**TASK TO COMPLETE**
Which lines in the records below contain the string "yellow"? Case counts; pick out each matching line and copy it in full.

**RECORDED DATA**
************
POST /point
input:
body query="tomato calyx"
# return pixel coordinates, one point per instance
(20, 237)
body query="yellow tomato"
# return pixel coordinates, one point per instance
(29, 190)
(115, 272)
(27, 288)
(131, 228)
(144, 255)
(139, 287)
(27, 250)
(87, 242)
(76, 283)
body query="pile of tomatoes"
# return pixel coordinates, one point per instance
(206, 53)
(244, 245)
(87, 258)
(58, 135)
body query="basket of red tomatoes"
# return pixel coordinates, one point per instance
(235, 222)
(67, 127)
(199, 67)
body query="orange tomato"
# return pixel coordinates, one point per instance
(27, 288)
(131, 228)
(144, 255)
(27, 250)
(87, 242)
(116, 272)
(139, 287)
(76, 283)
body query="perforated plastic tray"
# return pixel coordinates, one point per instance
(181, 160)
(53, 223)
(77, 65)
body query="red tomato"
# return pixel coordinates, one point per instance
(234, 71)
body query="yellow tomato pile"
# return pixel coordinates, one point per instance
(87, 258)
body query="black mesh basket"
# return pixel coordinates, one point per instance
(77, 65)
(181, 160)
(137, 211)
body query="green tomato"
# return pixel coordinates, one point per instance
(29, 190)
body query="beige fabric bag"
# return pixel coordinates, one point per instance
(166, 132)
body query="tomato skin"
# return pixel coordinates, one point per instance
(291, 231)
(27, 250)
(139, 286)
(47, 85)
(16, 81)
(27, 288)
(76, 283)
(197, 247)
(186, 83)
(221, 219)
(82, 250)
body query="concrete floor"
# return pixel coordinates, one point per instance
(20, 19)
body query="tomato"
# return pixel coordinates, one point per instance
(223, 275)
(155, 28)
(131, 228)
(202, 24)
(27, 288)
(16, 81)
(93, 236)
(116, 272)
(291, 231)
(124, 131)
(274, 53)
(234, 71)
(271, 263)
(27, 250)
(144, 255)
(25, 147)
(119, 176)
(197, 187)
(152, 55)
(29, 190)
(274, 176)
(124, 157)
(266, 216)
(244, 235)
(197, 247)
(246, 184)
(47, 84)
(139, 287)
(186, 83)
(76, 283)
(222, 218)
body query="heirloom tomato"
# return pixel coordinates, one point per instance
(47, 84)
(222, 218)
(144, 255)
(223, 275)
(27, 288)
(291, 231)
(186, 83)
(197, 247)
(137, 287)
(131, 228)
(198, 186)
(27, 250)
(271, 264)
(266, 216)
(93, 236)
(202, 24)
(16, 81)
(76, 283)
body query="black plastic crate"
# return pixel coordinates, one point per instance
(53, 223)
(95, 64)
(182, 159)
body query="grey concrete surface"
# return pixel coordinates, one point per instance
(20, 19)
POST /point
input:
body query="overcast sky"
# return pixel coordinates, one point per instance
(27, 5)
************
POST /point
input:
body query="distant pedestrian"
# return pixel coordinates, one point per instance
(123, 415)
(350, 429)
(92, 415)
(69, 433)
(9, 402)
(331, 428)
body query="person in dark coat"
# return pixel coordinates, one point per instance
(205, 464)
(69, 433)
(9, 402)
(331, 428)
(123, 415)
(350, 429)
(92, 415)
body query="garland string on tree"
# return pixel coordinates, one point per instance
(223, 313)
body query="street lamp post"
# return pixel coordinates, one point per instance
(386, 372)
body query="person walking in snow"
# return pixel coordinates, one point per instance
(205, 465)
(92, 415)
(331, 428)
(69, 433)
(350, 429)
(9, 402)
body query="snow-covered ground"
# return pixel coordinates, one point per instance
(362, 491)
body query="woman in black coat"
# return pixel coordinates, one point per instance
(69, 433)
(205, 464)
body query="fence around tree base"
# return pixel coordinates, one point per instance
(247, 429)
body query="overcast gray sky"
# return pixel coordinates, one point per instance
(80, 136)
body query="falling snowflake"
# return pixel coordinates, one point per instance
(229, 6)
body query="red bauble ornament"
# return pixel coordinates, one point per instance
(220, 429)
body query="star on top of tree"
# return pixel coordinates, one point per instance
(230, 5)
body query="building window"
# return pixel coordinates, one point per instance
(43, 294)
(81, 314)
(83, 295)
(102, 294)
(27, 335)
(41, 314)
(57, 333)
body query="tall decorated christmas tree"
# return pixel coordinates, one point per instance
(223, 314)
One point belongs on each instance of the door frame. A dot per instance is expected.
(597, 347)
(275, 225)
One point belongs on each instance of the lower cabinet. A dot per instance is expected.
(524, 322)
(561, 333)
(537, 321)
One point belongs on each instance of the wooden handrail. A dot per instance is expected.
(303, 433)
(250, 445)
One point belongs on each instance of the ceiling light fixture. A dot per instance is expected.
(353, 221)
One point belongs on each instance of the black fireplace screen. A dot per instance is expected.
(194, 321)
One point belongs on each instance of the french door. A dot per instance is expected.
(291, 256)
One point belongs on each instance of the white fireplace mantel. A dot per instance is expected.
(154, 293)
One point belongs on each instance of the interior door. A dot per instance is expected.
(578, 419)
************
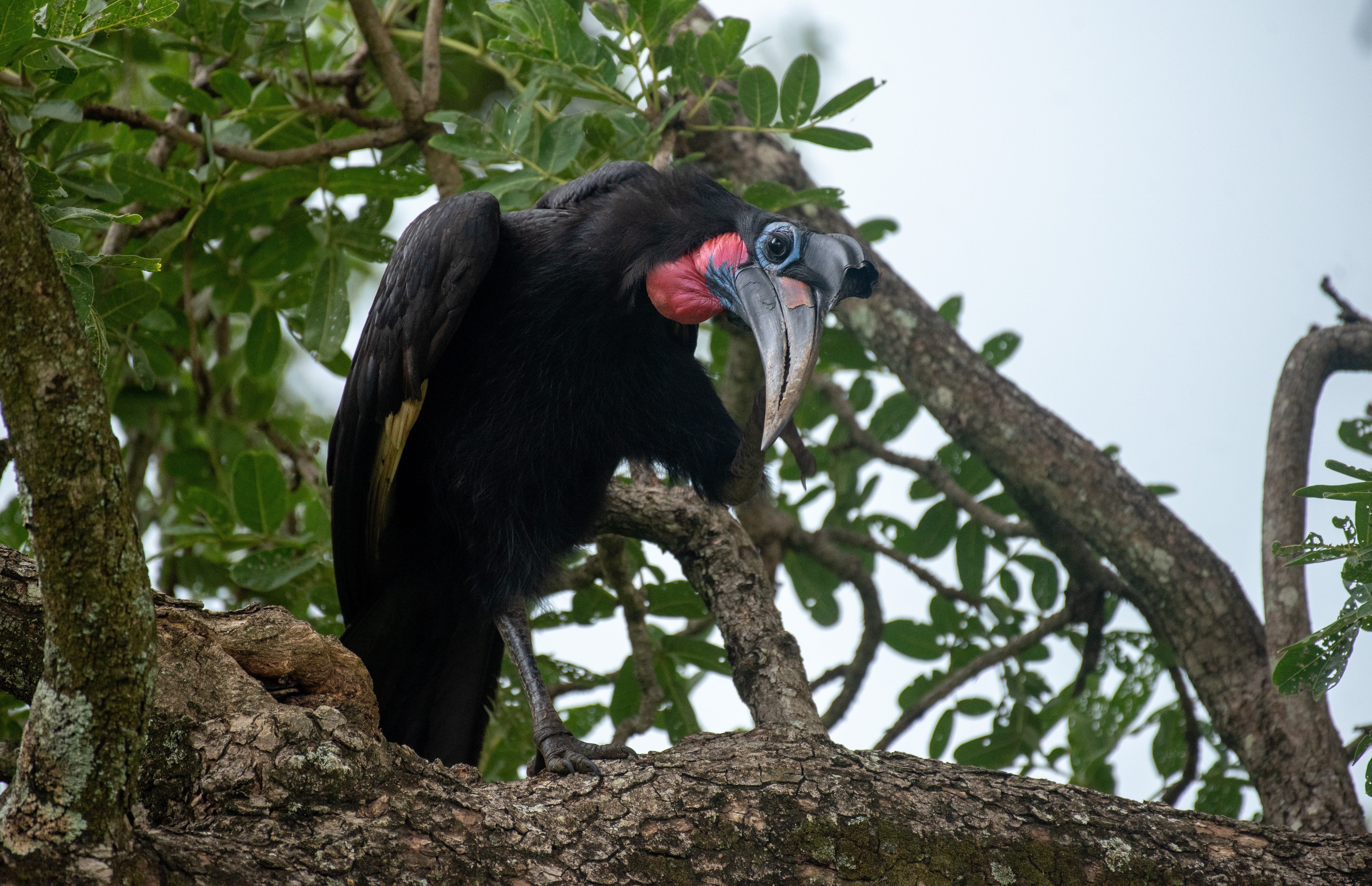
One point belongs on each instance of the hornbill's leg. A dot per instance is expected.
************
**RESULT**
body query="yellow tomato"
body query="yellow tomato pile"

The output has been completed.